Collected data
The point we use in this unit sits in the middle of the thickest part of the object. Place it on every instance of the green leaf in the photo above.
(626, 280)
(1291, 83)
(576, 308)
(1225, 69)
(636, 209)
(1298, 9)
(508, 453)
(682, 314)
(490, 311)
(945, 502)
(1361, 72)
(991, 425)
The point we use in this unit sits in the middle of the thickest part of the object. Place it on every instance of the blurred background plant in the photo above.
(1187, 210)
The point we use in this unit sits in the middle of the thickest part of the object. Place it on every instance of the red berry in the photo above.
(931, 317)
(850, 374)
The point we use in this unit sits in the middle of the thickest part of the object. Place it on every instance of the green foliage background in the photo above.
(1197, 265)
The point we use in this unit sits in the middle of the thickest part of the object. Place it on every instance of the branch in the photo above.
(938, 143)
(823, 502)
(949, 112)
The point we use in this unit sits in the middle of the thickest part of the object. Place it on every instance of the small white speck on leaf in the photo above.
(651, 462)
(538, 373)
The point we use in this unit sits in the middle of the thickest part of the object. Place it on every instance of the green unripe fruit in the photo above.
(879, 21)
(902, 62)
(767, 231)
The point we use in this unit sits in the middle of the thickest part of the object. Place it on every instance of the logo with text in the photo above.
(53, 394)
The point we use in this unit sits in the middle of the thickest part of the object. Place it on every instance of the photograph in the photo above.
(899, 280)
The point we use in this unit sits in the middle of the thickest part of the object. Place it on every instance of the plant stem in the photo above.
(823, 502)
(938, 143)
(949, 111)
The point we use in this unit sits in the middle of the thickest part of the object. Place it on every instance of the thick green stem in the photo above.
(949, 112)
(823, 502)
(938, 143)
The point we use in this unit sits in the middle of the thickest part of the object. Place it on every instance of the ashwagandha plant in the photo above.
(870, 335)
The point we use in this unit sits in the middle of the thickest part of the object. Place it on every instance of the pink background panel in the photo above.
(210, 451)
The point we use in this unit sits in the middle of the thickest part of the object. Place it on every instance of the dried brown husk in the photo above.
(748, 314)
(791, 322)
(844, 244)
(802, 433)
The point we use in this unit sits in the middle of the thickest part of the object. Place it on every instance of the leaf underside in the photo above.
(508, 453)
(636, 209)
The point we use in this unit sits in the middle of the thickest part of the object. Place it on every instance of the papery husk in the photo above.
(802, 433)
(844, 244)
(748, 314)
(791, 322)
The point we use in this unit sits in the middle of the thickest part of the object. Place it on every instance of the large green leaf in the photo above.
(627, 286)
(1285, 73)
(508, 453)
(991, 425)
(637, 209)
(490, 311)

Given request — Copy out all of the records above with nothing altered.

Answer in full —
The point we use in this unit sits in the middle of the thickest part of the object. Place it on every instance of the green leaf in the photo above.
(626, 280)
(1291, 83)
(576, 308)
(1225, 69)
(636, 209)
(1298, 9)
(508, 453)
(682, 314)
(490, 311)
(945, 502)
(1361, 72)
(991, 425)
The point we use in this unit sits in the middle of the thickest part of the object. Place it on every instance of the blurred background plant in the photo above.
(1187, 210)
The point we use in this unit sits in the middle of the thickest part of the object. Place it on every instance of the red berry in the photo above.
(931, 317)
(850, 374)
The point we use in this unit sits in the middle of the thickest part of the object. Place it on every instance of the green foliage background in the photo above.
(1197, 265)
The point we use in this unit sits in the middle of the thickest part of the object. Place it on every instance of the branch in the photo above.
(938, 143)
(823, 502)
(949, 112)
The point we use in this unit sits in the middle of the thickest part of the object. Place it on every instance of the small white speck on leaf in the photo above.
(651, 462)
(538, 373)
The point we use in this unit sits in the middle of the thickest part of the object. Place it on every instance of the green unripe fruit in the photo above.
(879, 21)
(902, 62)
(767, 231)
The point we use in this unit sits in the middle of the thickest part of the object. Place it on every instance of the logo with text in the photo above.
(53, 394)
The point we use in this unit sits in the middle of the thickest part of the object. Place it on every instance of the photograph in the photo above.
(899, 280)
The point we use in this unit sits in the middle of the thickest part of the object. Place it on every instance of the plant stem in the photo above.
(823, 502)
(938, 143)
(949, 111)
The point we use in this unit sits in the middle of the thickest part of the object. Place it on every instance of the thick green stem in the photo above.
(949, 112)
(823, 502)
(938, 143)
The point we use in this unit sits in the middle of the thickest part of the object. Place it on every instance of the ashwagandha plant in the photo above.
(870, 335)
The point we use in this unit sits in the middle of the thickest part of the object. Place it on every instance of the pink background panel in the photo above.
(210, 451)
The point we use in this unit sits in the middle of the thickest part of the object. Place it on every instance of the dried brown husk in the photo above.
(748, 314)
(791, 322)
(844, 244)
(802, 433)
The point we use in this unit sits in the middle of the thickest part of the object. Place it on every instance of the leaf underside in the photo above.
(508, 453)
(636, 209)
The point we use in this unit sits in the middle of the thickest part of the object. Place it on every instance of the papery husk in the photo above.
(802, 433)
(844, 244)
(748, 314)
(791, 322)
The point we use in this unit sits in the middle of the thickest part of the object. Place it on every instance of the large green leaf in the photo above.
(627, 286)
(1285, 73)
(508, 453)
(991, 425)
(637, 209)
(490, 311)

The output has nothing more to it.